- [Passage shown]
** Start **
# burning mp3s on dvd...



## loserpunkx182 (Jan 25, 2005)

...i'm using nero 6 and when i would try to burn my mp3s to a dvd+rw media..it would stop after a few mins and give me the "burn failed" error...anyone know why this might happen? i'm burning at the lowest speed


----------



## SlothX311 (Jan 25, 2005)

might be a faulty dvd disk...


----------



## loserpunkx182 (Jan 25, 2005)

i've tried 3 different ones  ...i even burnt a dvd on one...i really hope to get this figured out so i can backup my music..and stuff


----------



## Eiremax (Jan 25, 2005)

try to lower the speed when your burning


----------



## loserpunkx182 (Jan 25, 2005)

it's as low as it'll go...


----------



## sypher822 (Jan 25, 2005)

try another program, you may have a corrupt file installed with nero...


----------



## Eiremax (Jan 25, 2005)

what version of Nero using (6.x.x.x) click about in the main program

and what make is your DVD burner


----------



## loserpunkx182 (Jan 26, 2005)

Eiremax said:
			
		

> what version of Nero using (6.x.x.x) click about in the main program
> 
> and what make is your DVD burner



6.3.0.0 and teac burner...i've been burning dvd movies from this tho


----------



## Eiremax (Jan 26, 2005)

turn running a simulation before you burn 

tick the simulation above finalize 

how much data in going onto this disc?


----------



## loserpunkx182 (Jan 26, 2005)

thats weird..the simulation's grayed out and wont let me select it...i have the full version too


----------



## Eiremax (Jan 26, 2005)

what mode are you burning in


----------



## Eiremax (Jan 26, 2005)

Try to enable DMA on your DVD recorder

Go to Control Panel->System->HardWare->Device Manager and then enable 'DMA if Available' for all your Primary and Secondary IDE bus in IDE ATA/ATAPI controllers


----------



## loserpunkx182 (Jan 26, 2005)

it's burning as dvd-rom(iso) and DMA is enabled


----------



## Eiremax (Jan 26, 2005)

Try this freeware solution see how it works

http://www.cdburnerxp.se/


----------



## loserpunkx182 (Jan 26, 2005)

i'm goin to try to burn it slower


----------



## Eiremax (Jan 27, 2005)

if your using more than one Drive make sure your burner CSEL jumper is set to master and the other drive set to slave??

also try using a LENS cleaner on the |DVD recorder


----------



## loserpunkx182 (Jan 27, 2005)

the jumpers are set that way...would lens cleaner do anything if it burned a dvd movie just fine?

btw..thanks for your help so far


----------
** End **
- [Record excerpts]
** Start **
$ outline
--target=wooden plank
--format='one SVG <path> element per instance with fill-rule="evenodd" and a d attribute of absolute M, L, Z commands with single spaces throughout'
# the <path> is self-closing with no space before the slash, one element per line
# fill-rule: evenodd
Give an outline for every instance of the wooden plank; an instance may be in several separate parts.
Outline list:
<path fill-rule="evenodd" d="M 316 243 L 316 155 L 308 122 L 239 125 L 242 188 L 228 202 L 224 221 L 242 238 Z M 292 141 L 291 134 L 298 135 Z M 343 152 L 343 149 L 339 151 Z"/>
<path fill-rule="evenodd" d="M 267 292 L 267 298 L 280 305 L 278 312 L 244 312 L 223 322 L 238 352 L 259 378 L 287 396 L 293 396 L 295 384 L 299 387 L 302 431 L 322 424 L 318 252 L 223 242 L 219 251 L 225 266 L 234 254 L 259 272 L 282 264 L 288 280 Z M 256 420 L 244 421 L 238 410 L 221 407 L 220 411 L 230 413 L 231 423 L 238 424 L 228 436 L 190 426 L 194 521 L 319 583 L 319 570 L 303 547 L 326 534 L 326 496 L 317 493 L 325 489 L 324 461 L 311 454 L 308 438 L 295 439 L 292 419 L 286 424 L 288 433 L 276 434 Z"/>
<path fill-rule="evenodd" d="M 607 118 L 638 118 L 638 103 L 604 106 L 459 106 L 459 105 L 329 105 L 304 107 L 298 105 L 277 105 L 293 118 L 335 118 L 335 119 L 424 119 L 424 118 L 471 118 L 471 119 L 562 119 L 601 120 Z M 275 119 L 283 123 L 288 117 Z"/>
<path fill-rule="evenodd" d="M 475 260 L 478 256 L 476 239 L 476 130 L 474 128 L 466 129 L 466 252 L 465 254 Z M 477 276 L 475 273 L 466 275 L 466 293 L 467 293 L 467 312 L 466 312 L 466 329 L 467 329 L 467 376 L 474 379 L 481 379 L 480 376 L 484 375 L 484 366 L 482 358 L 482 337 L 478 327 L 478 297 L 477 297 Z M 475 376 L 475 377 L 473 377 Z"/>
** End **
- [Given exercise]
Retype the part of the thread on burning MP3s to a DVD that begins at the words "# burning mp3s" and stops after "SlothX311 (Jan 25, 2005)".

- [Finished answer]
# burning mp3s on dvd...



## loserpunkx182 (Jan 25, 2005)

...i'm using nero 6 and when i would try to burn my mp3s to a dvd+rw media..it would stop after a few mins and give me the "burn failed" error...anyone know why this might happen? i'm burning at the lowest speed


----------



## SlothX311 (Jan 25, 2005)